Task goal
Gather every line of the data below that contains the string "rough", copying each one in full. Case counts.

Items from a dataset
════

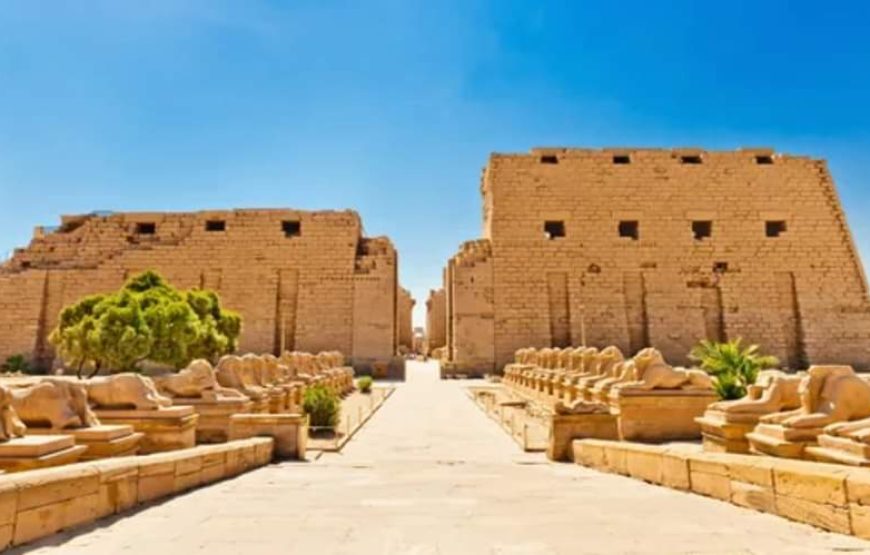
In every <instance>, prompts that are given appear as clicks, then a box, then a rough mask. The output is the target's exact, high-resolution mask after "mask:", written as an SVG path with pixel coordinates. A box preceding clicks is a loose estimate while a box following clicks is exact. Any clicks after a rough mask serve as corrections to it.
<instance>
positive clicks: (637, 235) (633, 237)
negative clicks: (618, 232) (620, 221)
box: [619, 220, 640, 241]
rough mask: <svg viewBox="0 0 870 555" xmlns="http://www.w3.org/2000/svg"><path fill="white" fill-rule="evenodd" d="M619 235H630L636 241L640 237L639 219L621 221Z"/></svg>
mask: <svg viewBox="0 0 870 555" xmlns="http://www.w3.org/2000/svg"><path fill="white" fill-rule="evenodd" d="M619 236H620V237H628V238H630V239H632V240H634V241H637V240H638V239H639V238H640V224H639V223H638V221H637V220H623V221H621V222H619Z"/></svg>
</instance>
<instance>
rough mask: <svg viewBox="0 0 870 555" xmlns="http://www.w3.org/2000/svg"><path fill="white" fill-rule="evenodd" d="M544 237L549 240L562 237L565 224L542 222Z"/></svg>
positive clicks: (559, 220)
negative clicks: (543, 232)
mask: <svg viewBox="0 0 870 555" xmlns="http://www.w3.org/2000/svg"><path fill="white" fill-rule="evenodd" d="M544 236H545V237H546V238H547V239H550V240H552V239H558V238H559V237H564V236H565V222H563V221H561V220H550V221H546V222H544Z"/></svg>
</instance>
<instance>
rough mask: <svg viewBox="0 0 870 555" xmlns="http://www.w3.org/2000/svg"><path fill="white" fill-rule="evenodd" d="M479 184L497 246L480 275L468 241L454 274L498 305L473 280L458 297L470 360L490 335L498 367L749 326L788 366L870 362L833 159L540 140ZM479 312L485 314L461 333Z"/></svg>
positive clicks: (477, 360)
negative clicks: (505, 364)
mask: <svg viewBox="0 0 870 555" xmlns="http://www.w3.org/2000/svg"><path fill="white" fill-rule="evenodd" d="M481 189H482V194H483V205H484V226H483V227H484V236H485V239H486V240H487V241H488V243H489V247H490V248H491V255H488V256H485V257H483V259H481V260H477V261H476V262H475V263H474V268H473V270H472V271H473V273H474V279H475V281H474V284H473V285H472V284H471V283H470V281H469V280H470V277H469V278H468V279H465V278H463V279H459V277H460V276H462V275H464V274H466V273H468V272H469V270H467V269H465V267H464V266H463V265H462V264H459V263H458V261H457V259H458V258H461V257H462V256H463V254H462V253H460V255H457V257H454V259H453V260H451V262H450V263H449V264H448V276H447V279H446V283H447V284H448V286H450V287H453V288H454V289H455V288H457V287H461V288H473V289H474V290H475V291H477V292H478V297H487V296H488V293H487V292H489V291H491V297H492V307H490V306H489V305H486V304H484V305H480V304H479V303H478V299H477V297H475V296H473V295H470V294H469V293H468V292H467V291H466V292H465V295H466V298H469V297H470V299H469V300H468V301H464V300H462V296H461V295H460V294H458V293H455V294H454V295H453V298H452V301H448V303H450V302H452V307H449V308H448V313H452V314H451V315H450V316H449V318H450V320H451V323H450V327H452V329H453V330H454V333H455V334H456V337H455V338H454V339H453V344H452V348H451V353H452V357H453V361H454V362H456V363H457V364H459V365H460V366H461V365H463V364H478V363H479V364H484V361H483V357H482V355H478V356H476V357H473V358H474V360H473V361H472V360H471V359H467V360H466V359H464V357H465V354H464V353H463V352H462V349H461V348H459V349H458V350H457V348H458V346H459V345H460V344H461V343H462V342H468V341H474V342H477V343H478V344H477V345H476V346H475V351H476V352H477V353H482V352H483V350H484V349H483V343H481V342H485V341H486V339H485V338H486V337H488V336H489V334H490V333H492V335H493V337H494V340H493V344H492V345H493V351H494V352H493V354H492V356H491V357H490V358H489V360H488V361H487V362H486V364H487V365H488V367H487V368H486V369H493V368H501V367H502V366H503V365H504V364H506V363H507V362H509V361H510V359H511V357H512V356H513V353H514V351H515V350H516V349H518V348H520V347H527V346H533V347H545V346H563V345H569V344H581V343H585V344H588V345H597V346H603V345H609V344H613V345H617V346H619V347H620V348H622V349H623V350H625V351H626V352H634V351H637V350H638V349H640V348H642V347H644V346H647V345H653V346H655V347H657V348H659V349H660V350H661V351H662V352H663V353H664V354H665V356H666V357H667V358H668V360H670V361H672V362H674V363H685V362H687V361H686V354H687V352H688V351H689V349H690V348H691V347H692V346H693V345H694V344H695V343H696V342H697V341H698V340H699V339H701V338H705V337H707V338H711V339H724V338H735V337H743V338H744V339H745V340H746V341H748V342H753V343H758V344H760V345H761V346H762V348H763V349H764V350H765V351H768V352H771V353H773V354H775V355H777V356H778V357H780V358H781V359H782V361H783V364H784V365H787V366H790V367H801V366H805V365H806V364H808V363H816V364H818V363H829V362H837V363H844V364H853V365H855V366H857V367H860V368H866V367H868V364H870V304H868V297H867V284H866V280H865V277H864V275H863V269H862V266H861V263H860V261H859V260H858V257H857V254H856V250H855V247H854V244H853V241H852V237H851V234H850V232H849V229H848V227H847V224H846V220H845V216H844V214H843V211H842V208H841V206H840V202H839V200H838V197H837V193H836V191H835V189H834V184H833V181H832V179H831V176H830V174H829V172H828V170H827V167H826V164H825V162H824V161H821V160H815V159H811V158H807V157H800V156H789V155H778V154H774V153H773V152H771V151H769V150H765V149H756V150H749V149H747V150H740V151H736V152H709V151H701V150H697V149H684V150H635V149H625V150H615V149H608V150H588V149H534V150H532V151H531V153H529V154H493V155H492V156H491V158H490V160H489V164H488V165H487V167H486V169H485V171H484V174H483V178H482V185H481ZM548 222H549V223H548ZM705 235H708V236H705ZM464 250H465V248H464V247H463V251H464ZM482 267H486V268H488V270H486V271H484V272H481V268H482ZM486 272H490V273H491V276H492V277H491V278H489V279H487V278H486V276H485V275H481V273H484V274H485V273H486ZM448 296H450V292H448ZM470 314H477V315H478V319H479V322H478V324H476V325H474V326H472V327H473V330H471V331H470V330H468V326H467V325H466V326H465V329H464V331H463V325H461V324H459V322H458V320H459V318H458V317H459V316H461V317H462V318H464V319H465V321H466V324H468V323H469V322H470V319H469V315H470ZM490 315H492V317H493V320H489V317H490ZM491 327H492V328H493V331H492V332H490V328H491ZM448 333H449V332H448ZM472 338H473V339H472Z"/></svg>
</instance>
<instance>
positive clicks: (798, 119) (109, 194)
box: [0, 0, 870, 322]
mask: <svg viewBox="0 0 870 555" xmlns="http://www.w3.org/2000/svg"><path fill="white" fill-rule="evenodd" d="M145 4H147V6H146V5H145ZM609 4H612V5H609ZM662 4H667V5H662ZM868 28H870V3H867V2H857V1H856V2H847V1H842V2H828V3H825V4H819V3H817V2H808V1H768V2H757V1H752V2H750V1H742V0H732V1H729V2H727V3H726V2H697V1H691V2H690V1H685V2H679V1H674V2H668V3H661V2H648V1H637V2H635V1H629V0H623V1H621V2H613V3H608V2H600V1H598V2H585V1H580V0H575V1H564V2H561V1H552V2H548V1H543V0H538V1H528V2H520V1H510V0H503V1H485V0H481V1H476V0H462V1H459V0H457V1H454V0H439V1H437V2H432V1H415V0H371V1H367V2H351V1H348V2H332V1H328V0H320V1H307V0H303V1H295V2H294V1H285V2H277V1H276V2H256V1H253V0H244V1H242V0H239V1H235V2H229V1H220V0H208V1H205V0H203V1H184V0H152V1H150V2H147V3H146V2H116V1H90V2H82V1H54V2H49V1H39V0H19V1H13V0H5V1H0V253H6V252H8V251H10V250H11V249H12V248H13V247H15V246H22V245H25V244H26V243H27V241H28V240H29V237H30V233H31V230H32V228H33V226H35V225H39V224H54V223H56V221H57V218H58V215H59V214H62V213H76V212H87V211H91V210H94V209H110V210H152V209H153V210H197V209H204V208H232V207H265V206H287V207H297V208H307V209H317V208H354V209H356V210H358V211H359V212H360V213H361V214H362V217H363V221H364V223H365V227H366V232H367V233H368V234H369V235H381V234H386V235H389V236H390V237H391V238H392V239H393V241H394V242H395V244H396V245H397V247H398V249H399V253H400V274H401V280H402V282H403V284H404V285H406V286H407V287H409V288H410V289H411V290H412V292H413V294H414V296H415V297H416V298H417V299H418V309H419V308H421V307H422V305H423V302H424V301H425V297H426V294H427V291H428V289H429V288H431V287H436V286H437V285H438V284H439V283H440V275H441V267H442V266H443V264H444V262H445V261H446V259H447V258H448V257H449V256H450V255H451V254H452V253H454V252H455V250H456V248H457V246H458V245H459V243H461V242H462V241H464V240H467V239H471V238H475V237H477V236H479V234H480V227H481V215H480V213H481V209H480V197H479V191H478V187H479V179H480V170H481V167H482V166H483V165H484V164H485V162H486V158H487V155H488V154H489V153H490V152H492V151H502V152H504V151H526V150H528V149H529V148H530V147H532V146H592V147H598V146H626V145H629V146H664V147H667V146H702V147H706V148H711V149H712V148H724V149H733V148H737V147H740V146H774V147H775V148H776V149H777V150H779V151H785V152H792V153H799V154H810V155H813V156H817V157H824V158H827V159H828V160H829V162H830V166H831V169H832V171H833V173H834V177H835V180H836V182H837V185H838V187H839V190H840V194H841V196H842V198H843V200H844V203H845V205H846V211H847V215H848V217H849V222H850V224H851V226H852V229H853V231H854V232H855V235H856V238H857V241H858V243H859V246H860V247H861V250H862V255H863V258H864V260H870V223H868V222H867V219H866V218H865V217H864V215H865V214H866V213H867V212H868V208H870V192H868V188H867V185H868V178H870V154H868V153H870V33H868V32H867V29H868ZM416 319H417V321H418V322H422V320H423V319H424V314H423V311H422V310H418V311H417V314H416Z"/></svg>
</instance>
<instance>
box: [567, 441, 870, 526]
mask: <svg viewBox="0 0 870 555" xmlns="http://www.w3.org/2000/svg"><path fill="white" fill-rule="evenodd" d="M573 453H574V461H575V462H577V463H578V464H582V465H584V466H588V467H590V468H594V469H597V470H603V471H606V472H613V473H617V474H622V475H624V476H631V477H633V478H637V479H640V480H644V481H647V482H650V483H653V484H659V485H663V486H667V487H670V488H674V489H679V490H683V491H691V492H693V493H698V494H701V495H706V496H708V497H714V498H716V499H720V500H722V501H728V502H730V503H733V504H735V505H739V506H741V507H747V508H750V509H755V510H757V511H762V512H765V513H770V514H775V515H778V516H781V517H785V518H788V519H791V520H795V521H798V522H803V523H806V524H811V525H813V526H817V527H819V528H823V529H825V530H830V531H832V532H839V533H841V534H852V535H855V536H858V537H861V538H865V539H870V469H864V468H856V467H848V466H842V465H835V464H826V463H816V462H810V461H799V460H791V459H777V458H773V457H761V456H753V455H732V454H725V453H705V452H701V451H693V450H691V449H688V448H687V447H686V446H685V445H684V446H682V447H681V446H679V445H676V446H667V445H644V444H638V443H630V442H619V441H607V440H596V439H583V440H576V441H574V443H573Z"/></svg>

════

Task answer
In every <instance>, prompts that are given appear as clicks, then a box, then a rough mask. The output is the target's exact, high-resolution mask after "mask:", written as an SVG path with pixel coordinates. A box preceding clicks is a loose estimate while a box following clicks is exact. Any clicks after a rough mask serve as corrections to it.
rough mask: <svg viewBox="0 0 870 555" xmlns="http://www.w3.org/2000/svg"><path fill="white" fill-rule="evenodd" d="M619 235H630L636 241L640 237L639 219L621 221Z"/></svg>
rough mask: <svg viewBox="0 0 870 555" xmlns="http://www.w3.org/2000/svg"><path fill="white" fill-rule="evenodd" d="M544 237L549 240L562 237L565 224L542 222Z"/></svg>
rough mask: <svg viewBox="0 0 870 555" xmlns="http://www.w3.org/2000/svg"><path fill="white" fill-rule="evenodd" d="M479 184L497 246L480 275L468 241L454 274L498 305L473 280L458 297L470 360L490 335L498 367L749 326L788 366L870 362L833 159L540 140ZM479 312L485 314L461 333Z"/></svg>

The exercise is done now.